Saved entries
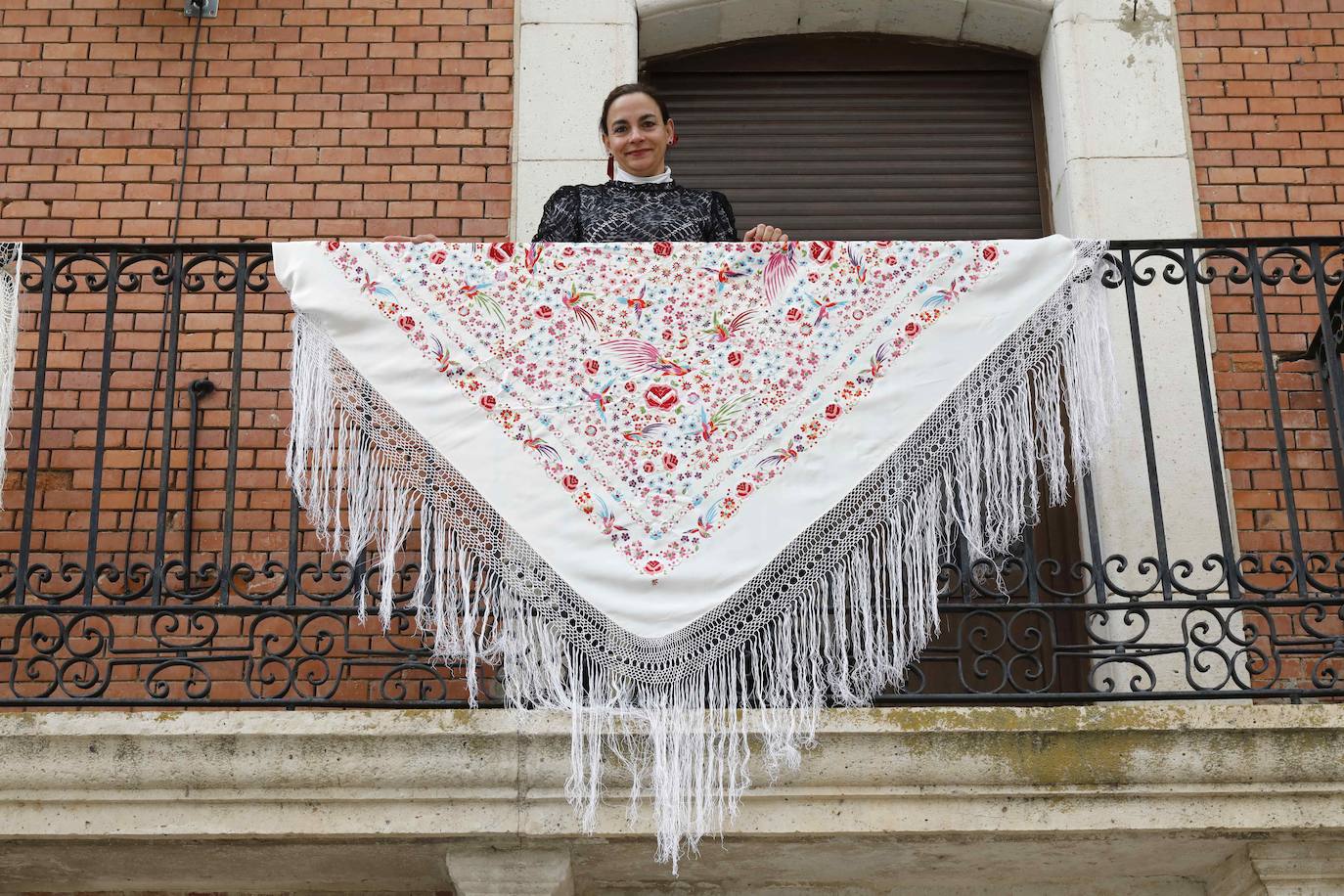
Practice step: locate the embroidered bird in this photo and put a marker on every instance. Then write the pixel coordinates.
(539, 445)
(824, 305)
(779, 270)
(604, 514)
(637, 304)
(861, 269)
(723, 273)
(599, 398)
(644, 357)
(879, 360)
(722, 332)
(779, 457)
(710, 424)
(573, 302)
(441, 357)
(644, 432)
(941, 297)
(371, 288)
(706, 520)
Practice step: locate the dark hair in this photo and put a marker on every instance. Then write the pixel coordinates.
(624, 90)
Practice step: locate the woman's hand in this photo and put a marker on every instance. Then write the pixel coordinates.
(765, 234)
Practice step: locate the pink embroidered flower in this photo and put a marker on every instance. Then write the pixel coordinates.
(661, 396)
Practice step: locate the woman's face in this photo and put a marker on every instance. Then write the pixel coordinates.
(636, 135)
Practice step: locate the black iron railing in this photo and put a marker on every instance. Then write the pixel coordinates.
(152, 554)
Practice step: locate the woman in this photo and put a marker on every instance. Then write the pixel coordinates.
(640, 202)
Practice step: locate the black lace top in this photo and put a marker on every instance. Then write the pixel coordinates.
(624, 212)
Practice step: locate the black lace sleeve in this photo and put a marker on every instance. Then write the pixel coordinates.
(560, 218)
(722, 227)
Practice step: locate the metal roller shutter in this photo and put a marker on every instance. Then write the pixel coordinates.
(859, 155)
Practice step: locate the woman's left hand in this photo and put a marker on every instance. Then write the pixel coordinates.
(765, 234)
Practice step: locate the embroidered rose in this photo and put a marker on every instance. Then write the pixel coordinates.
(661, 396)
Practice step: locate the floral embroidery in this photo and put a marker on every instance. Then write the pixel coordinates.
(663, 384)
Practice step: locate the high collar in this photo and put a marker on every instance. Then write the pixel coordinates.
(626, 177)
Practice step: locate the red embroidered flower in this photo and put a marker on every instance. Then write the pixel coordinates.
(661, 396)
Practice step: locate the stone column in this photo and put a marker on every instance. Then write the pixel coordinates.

**Task goal:** Extract every line of the listing above verbatim, from the first line through the last, and leave the picture out.

**Finished answer:**
Practice step: locate the embroidered bird in this photo and put a marker on every instance. Then write the pixel coordinates.
(539, 445)
(824, 305)
(779, 270)
(604, 514)
(637, 304)
(861, 269)
(723, 273)
(599, 398)
(644, 357)
(879, 360)
(722, 332)
(779, 457)
(710, 424)
(573, 302)
(441, 357)
(644, 432)
(941, 297)
(371, 288)
(706, 520)
Practice step: locate the dark hair in this photo and put a marker on every instance. Then write the pixel coordinates.
(624, 90)
Practice step: locate the woman's hand in this photo and put a marker on every instance. Then write the pixel coordinates.
(765, 234)
Practice step: locate the pink embroidered flower in this photo and put a marker on every instance. Then write the pixel coordinates.
(661, 396)
Practice step: locate the woman's face in this photo and put a marker on every instance. Then write the pixel coordinates.
(636, 135)
Practice step: locate the black iron railing in this photo and put a marker on every instance. Then write the pixel coordinates.
(152, 554)
Practice step: locate the woman in this photo and put a marker on every instance. Then write the pixel coordinates.
(640, 202)
Practice step: locate the black lace top in this photo and put a marker on every instance. Then write the pixel coordinates.
(624, 212)
Practice step: locate the black lace sleeve in this photo and put a marker on every instance. Then write the pixel coordinates.
(560, 218)
(722, 227)
Practice step: locate the metal roller shutter in this photo and put a marker on every instance. Then write the pixel coordinates.
(859, 155)
Practice step: locate the woman's left hand in this photo and put a marker on every instance. Then write the pixel coordinates.
(765, 234)
Practice step: locate the embroidered rose in this photo and put a marker on every instance. Then write the pixel coordinates.
(661, 396)
Practice step: locate the floral embroidery in this photo and put a marker on every instance. Then write the pixel coordinates.
(663, 384)
Practice step: locate the high collar in this photo and put a marker on every instance. Then write the pixel coordinates.
(626, 177)
Practice step: locate the red embroidered flower in this photo and put a marker on every instance. Then write the pixel coordinates.
(661, 396)
Practice step: locate the stone column in this photo and put a marker on every instance. Then write the pixel coordinates.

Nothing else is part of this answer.